* _Text segment_:
# # # # # # #

The Finance Division has already started working on formulating a package for farmers who rely on diesel for irrigation and another for job creation programme in 60 upazilas with a poverty rate of over 30%.
In addition, a new stimulus scheme will be announced for export-oriented industries, but it is yet to be decided who will be brought under it because there already exist such economic bailout packages for both big and small industries, according to sources familiar with the proceedings.
Besides, the ministry will allocate funding for launching an open market sales (OMS) programme across the country for a limited period if inflation surpasses the 6.5% mark, further squeezing wallets of the ultra-poor.
Food Secretary Mosammat Nazmunara Khanum said they have already sent a letter to the finance ministry to keep the OMS programme running for the next six months from January this year owing to rising food prices.
In a recent Budget Monitoring and Resource Committee meeting presided over by Finance Minister AHM Mustafa Kamal, the Finance Division placed a proposal on readjusting gas and electricity prices to ease subsidy pressure and suggested announcing three stimulus packages to mitigate its ultimate impacts on consumers.

# # # # # # #

* _Task instructions_:
1 - In the passage on the Finance Division's plans, what inflation level would lead the ministry to fund a nationwide open market sales programme?
2 - Which support measures does the passage on the Finance Division's plans say are being prepared, will be announced, or may be funded?
The lines that come next have no connection to the passage on the Finance Division's plans.

(Stored items)
# # # # # # #

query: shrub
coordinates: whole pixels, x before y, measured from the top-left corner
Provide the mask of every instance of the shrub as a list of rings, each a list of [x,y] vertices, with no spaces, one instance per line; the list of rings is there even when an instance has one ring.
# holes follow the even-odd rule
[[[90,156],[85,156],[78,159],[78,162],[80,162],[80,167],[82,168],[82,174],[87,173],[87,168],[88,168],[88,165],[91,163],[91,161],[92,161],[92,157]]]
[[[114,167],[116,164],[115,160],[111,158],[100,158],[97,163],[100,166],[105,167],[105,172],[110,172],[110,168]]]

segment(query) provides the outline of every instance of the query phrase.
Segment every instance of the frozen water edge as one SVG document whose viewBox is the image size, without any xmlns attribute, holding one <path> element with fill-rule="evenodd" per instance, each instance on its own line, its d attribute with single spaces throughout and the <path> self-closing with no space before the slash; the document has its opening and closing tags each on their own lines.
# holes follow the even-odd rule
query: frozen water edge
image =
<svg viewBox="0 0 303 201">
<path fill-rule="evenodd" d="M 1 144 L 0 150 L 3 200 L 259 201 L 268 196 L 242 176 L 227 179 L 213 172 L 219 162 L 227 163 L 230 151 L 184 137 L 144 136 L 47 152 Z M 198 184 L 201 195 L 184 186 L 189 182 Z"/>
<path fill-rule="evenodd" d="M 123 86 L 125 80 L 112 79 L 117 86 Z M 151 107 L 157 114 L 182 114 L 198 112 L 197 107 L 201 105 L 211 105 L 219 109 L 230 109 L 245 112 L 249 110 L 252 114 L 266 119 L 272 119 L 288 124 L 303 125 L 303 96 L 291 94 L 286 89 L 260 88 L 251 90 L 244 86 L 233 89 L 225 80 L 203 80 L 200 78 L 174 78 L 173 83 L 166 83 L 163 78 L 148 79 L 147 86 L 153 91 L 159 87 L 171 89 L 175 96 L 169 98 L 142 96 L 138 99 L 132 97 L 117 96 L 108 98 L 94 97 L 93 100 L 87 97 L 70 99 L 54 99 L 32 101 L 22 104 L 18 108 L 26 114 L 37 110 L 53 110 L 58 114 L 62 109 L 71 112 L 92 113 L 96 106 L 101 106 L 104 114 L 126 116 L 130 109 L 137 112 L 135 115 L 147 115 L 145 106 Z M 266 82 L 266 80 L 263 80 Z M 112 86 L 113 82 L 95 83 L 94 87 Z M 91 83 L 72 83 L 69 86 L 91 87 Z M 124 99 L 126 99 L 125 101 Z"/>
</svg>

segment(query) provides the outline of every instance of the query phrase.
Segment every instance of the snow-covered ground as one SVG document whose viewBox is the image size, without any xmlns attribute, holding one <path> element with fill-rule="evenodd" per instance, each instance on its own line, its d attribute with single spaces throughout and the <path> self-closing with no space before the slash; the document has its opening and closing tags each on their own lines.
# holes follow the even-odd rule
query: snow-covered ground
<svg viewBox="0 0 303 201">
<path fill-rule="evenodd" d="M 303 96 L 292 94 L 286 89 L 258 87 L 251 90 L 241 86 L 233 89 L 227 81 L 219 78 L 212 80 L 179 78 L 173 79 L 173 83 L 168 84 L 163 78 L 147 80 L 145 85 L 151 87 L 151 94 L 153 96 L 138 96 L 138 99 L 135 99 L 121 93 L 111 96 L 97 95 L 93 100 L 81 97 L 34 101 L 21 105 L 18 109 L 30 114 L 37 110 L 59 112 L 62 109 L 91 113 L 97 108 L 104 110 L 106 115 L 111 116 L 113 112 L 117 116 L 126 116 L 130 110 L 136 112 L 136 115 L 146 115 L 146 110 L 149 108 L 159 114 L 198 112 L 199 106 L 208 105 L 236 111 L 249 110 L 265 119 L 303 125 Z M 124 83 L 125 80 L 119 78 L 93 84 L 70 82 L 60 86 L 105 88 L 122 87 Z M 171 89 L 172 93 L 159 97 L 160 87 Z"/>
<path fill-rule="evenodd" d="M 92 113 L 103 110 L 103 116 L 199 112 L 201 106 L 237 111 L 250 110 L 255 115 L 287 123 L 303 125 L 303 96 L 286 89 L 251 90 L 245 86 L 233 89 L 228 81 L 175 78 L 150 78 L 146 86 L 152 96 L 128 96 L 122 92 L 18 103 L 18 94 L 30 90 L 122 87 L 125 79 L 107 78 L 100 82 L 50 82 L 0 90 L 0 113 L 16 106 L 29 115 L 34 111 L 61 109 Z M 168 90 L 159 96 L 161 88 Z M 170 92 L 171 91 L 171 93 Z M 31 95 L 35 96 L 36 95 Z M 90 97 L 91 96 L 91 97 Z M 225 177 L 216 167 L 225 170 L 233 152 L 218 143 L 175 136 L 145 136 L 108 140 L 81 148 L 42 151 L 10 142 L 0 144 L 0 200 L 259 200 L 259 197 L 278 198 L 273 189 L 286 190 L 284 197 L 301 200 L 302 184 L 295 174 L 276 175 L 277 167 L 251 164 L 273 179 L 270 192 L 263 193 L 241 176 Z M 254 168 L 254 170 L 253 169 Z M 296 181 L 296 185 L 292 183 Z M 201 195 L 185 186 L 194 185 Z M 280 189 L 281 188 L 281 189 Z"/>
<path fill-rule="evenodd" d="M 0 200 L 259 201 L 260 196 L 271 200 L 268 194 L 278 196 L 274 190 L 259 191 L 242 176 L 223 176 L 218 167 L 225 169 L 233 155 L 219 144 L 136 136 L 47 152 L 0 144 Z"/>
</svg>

# # # # # # #

* _Responses to the tasks_:
1 - Inflation surpassing the 6.5% mark.

2 -
- A package for farmers who rely on diesel for irrigation
- A job creation programme in 60 upazilas with a poverty rate of over 30%
- A new stimulus scheme for export-oriented industries
- An open market sales (OMS) programme across the country for a limited period